• Supplied passage:
<<<<
August 16, 2017

Volume 4 Number 1 (Spring 2014)

 

EDITOR’S INTRODUCTION

Richard W. Schwester, Ph.D.

 

Peer-Reviewed Scholarship


POSTTRAUMATIC STRESS SYMPTOMS AFTER THE 2007 SHOOTINGS AT VIRGINIA TECH: FORM AND FUNCTION OF COMMUNICATION ABOUT THE EVENTS

Angela Scarpa, Ph.D., Steven D. Sheetz, Ph.D., Laura C. Wilson, Ph.D., Jonathan C. Waldron, Michelle A. Patriquin, Ph.D., and Russell T. Jones, Ph.D.
Virginia Polytechnic Institute and State University
 
Due to advances in technology, and the ever-changing ways in which people are communicating

with one another, the role of electronic media and technology following traumatic events is a growing area of interest. The current study examined the form and function of communication following the 2007 shootings at Virginia Tech in a sample of 519 Virginia Tech students, alumni, and staff/faculty (65% female; 90.4% Caucasian). Results indicated that electronic forms of communication were used most frequently in the 24 hours following the shootings. The form of communication (i.e., cell phones, messaging, and face-to-face communication) was not related to posttraumatic stress (PSS) reactions; however, the function of communication (i.e., conveyance or convergence) did differentially relate to reports of subsequent PSS. Specifically, communication used for conveyance (i.e., sharing facts) functions was positively related to PSS, whereas convergence (i.e., sharing thoughts and feelings) was unrelated to PSS. The findings are discussed in the context of cognitive models of posttraumatic stress disorder and implications for the findings are offered.

Keywords: PTSD, Trauma, critical incidents

 

 

THE AFTERMATH OF THE SHOOTINGS AT VIRGINIA TECH: A CHRONOLOGY OF THE FIRST NINE MONTHS

Russell T. Jones, Ph.D.
Virginia Polytechnic Institute and State University
 

This paper presents a chronology of a number of the remarkable efforts made by the Virginia Tech community during the initial nine months following the shootings. Having been taught the importance of “observation” and “data collection” during my early years of training, I made the decision to record initial steps taken by the university. In my opinion, many of these initial steps led to an extraordinary level of safety and stability to those impacted by the shootings. While many additional steps may have been taken as documented in the Virginia Tech Review Panel (2007), it is clear that a great deal of expertise, care, and concern was exhibited.
>>>>
• Tasks to complete:
a) Answer these questions from the issue listing:
(i) How many Virginia Tech students, alumni, and staff/faculty were in the study's sample?
(ii) Which function of communication was positively related to posttraumatic stress symptoms?
(iii) How many months after the shootings does the chronology cover?
b) Summarize the issue listing in two sentences.
c) Transcribe the part of the issue listing starting at "Peer-Reviewed Scholarship" and ending at "and Russell T. Jones, Ph.D.".

[Natural language region descriptions]
<<<<
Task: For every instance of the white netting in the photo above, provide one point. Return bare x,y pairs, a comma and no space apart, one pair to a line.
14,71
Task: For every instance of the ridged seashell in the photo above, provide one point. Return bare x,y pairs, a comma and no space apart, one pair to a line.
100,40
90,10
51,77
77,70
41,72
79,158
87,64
>>>>
• Task solutions:
a)
(i) 519
(ii) Conveyance, meaning sharing facts
(iii) The first nine months

b) Volume 4 Number 1 (Spring 2014) contains an editor's introduction by Richard W. Schwester and two peer-reviewed papers on the 2007 shootings at Virginia Tech. A study of 519 students, alumni, and staff/faculty found that communication used for sharing facts was positively related to posttraumatic stress symptoms, while the form of communication and sharing thoughts and feelings were not, and a paper by Russell T. Jones presents a chronology of the Virginia Tech community's efforts during the first nine months after the shootings.

c)
Peer-Reviewed Scholarship


POSTTRAUMATIC STRESS SYMPTOMS AFTER THE 2007 SHOOTINGS AT VIRGINIA TECH: FORM AND FUNCTION OF COMMUNICATION ABOUT THE EVENTS

Angela Scarpa, Ph.D., Steven D. Sheetz, Ph.D., Laura C. Wilson, Ph.D., Jonathan C. Waldron, Michelle A. Patriquin, Ph.D., and Russell T. Jones, Ph.D.